--- Lo que se pide ---
- a) Enumere todos los lugares designados por su nombre propio en el texto proporcionado.
- b) Según el texto proporcionado, ¿quiénes habitan las calles del centro de Los Ángeles?
- c) Explique, conforme al texto proporcionado, qué origina el síndrome que padeció Stendhal.

--- Texto proporcionado ---
• • • •
La ciudad se niega a despojarse de su soledad. Llego a un aeropuerto sin viajeros, sin largas líneas en migración. La cuidad de Los Ángeles, California apenas se atreve a despertar, el centro es un recipiente vacío, los edificios, las avenidas, reciben el sol que se corta en sombras oscuras y largas, el viento arrastra la basura, las calles habitadas por homeless y vendedores de mariguana, gozan de su propio apocalipsis.
La serie de pinturas de De Chirico, La Piazza Metafísica, son vaticinios que se volverán a repetir,
postales que nos recordarán la ausencia que amenaza con volver. Las obras
fueron una epifanía, abandonado al dolor y la fiebre, De Chirico contempló la
Piazza de Santa Croce en Florencia, la catedral gótica blanca, que hechiza en
su transformación nocturna, hace que la plaza crezca, los pasos rompan el aire,
y el visitante sienta que las horas se congelan. El vértigo es herencia de sus
esculturas, Stendhal lo padeció y fue su síndrome,
enfermedad contagiosa, producida por el impacto visceral al contemplar la
belleza, y De Chirico, infectado sintió que esa plaza tenía que perpetuarse
como una pesadilla. La serie de pinturas han sido inspiración escenográfica
para películas de ciencia ficción, poesía, y en este momento dictaron el
paisaje de la pandemia.
• • • •
--- Datos mostrados ---
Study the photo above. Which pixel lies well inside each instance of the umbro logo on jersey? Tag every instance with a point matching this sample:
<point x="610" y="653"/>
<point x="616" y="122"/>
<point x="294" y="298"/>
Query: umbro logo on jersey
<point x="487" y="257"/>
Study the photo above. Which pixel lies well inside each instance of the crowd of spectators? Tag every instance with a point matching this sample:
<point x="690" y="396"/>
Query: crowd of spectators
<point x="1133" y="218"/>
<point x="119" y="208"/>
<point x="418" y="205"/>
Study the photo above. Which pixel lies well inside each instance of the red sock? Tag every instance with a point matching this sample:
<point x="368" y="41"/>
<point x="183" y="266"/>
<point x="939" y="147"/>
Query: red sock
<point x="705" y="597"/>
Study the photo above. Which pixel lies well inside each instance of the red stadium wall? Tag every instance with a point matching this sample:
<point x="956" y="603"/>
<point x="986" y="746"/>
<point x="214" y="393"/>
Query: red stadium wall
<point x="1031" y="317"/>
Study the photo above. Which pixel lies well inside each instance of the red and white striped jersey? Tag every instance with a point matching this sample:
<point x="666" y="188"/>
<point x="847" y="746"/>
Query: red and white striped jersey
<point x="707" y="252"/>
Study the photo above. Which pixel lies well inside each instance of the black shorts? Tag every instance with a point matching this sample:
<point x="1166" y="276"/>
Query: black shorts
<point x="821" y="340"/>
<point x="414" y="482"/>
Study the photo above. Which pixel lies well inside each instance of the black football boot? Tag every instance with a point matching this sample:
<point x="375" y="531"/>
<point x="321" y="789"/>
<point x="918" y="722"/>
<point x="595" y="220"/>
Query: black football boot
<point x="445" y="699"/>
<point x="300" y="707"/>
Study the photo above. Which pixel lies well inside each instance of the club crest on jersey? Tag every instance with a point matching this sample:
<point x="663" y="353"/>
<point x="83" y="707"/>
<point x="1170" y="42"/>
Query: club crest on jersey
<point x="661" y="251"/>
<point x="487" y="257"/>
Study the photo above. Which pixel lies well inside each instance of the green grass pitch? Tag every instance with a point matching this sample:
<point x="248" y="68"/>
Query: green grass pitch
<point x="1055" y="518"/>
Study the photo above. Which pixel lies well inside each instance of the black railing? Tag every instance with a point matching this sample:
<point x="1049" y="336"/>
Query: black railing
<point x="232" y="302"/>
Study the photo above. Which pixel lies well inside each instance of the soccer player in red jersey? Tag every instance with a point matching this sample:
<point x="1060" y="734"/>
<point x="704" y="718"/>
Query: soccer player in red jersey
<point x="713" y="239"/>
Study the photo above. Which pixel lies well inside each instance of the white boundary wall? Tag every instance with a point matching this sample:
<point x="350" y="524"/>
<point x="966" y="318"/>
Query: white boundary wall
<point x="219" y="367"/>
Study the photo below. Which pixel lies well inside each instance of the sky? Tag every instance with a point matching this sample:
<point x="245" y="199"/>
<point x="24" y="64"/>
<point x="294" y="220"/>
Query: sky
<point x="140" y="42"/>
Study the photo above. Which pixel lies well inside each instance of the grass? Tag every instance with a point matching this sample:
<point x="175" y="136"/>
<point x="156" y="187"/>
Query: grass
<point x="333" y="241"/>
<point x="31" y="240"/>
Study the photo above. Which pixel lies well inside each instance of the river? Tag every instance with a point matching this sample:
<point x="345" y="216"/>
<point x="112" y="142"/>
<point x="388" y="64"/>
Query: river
• • • •
--- Resultados obtenidos ---
- a) Los Ángeles, California, la Piazza de Santa Croce y Florencia.

- b) Los homeless y los vendedores de mariguana.

- c) El texto lo presenta como una enfermedad contagiosa producida por el impacto visceral al contemplar la belleza. Ese vértigo lo hereda de las esculturas de la Piazza de Santa Croce.